Source data
-------------------------

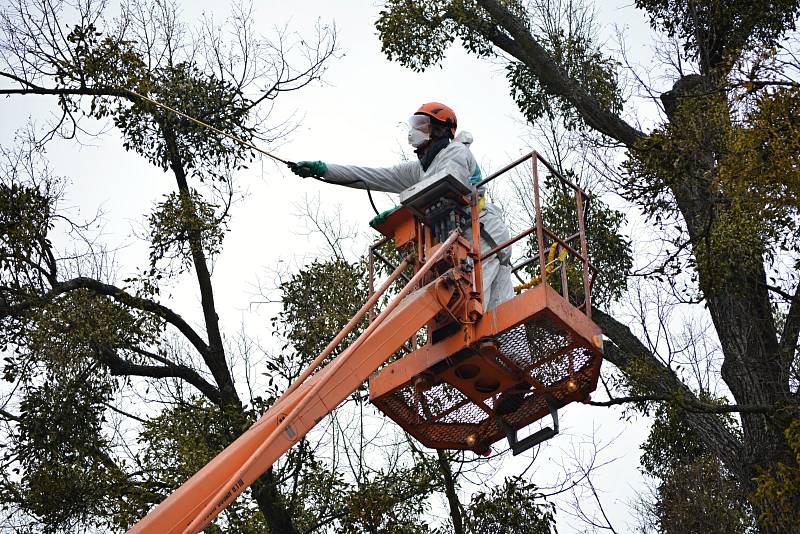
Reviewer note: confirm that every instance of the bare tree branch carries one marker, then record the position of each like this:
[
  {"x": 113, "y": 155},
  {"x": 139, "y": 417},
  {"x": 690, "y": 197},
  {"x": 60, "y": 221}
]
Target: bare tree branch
[
  {"x": 687, "y": 406},
  {"x": 121, "y": 367},
  {"x": 553, "y": 79},
  {"x": 117, "y": 294}
]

-------------------------

*TRY IT*:
The goal is an exact reprint of the entries, leaving out the pictures.

*SOLUTION*:
Reviewer note: confirm that every instance of the bare tree branch carries one marker, then record the position of each like this:
[
  {"x": 113, "y": 155},
  {"x": 139, "y": 417},
  {"x": 690, "y": 197},
  {"x": 60, "y": 221}
]
Target: bare tree branch
[
  {"x": 687, "y": 406},
  {"x": 121, "y": 367},
  {"x": 553, "y": 79},
  {"x": 117, "y": 294}
]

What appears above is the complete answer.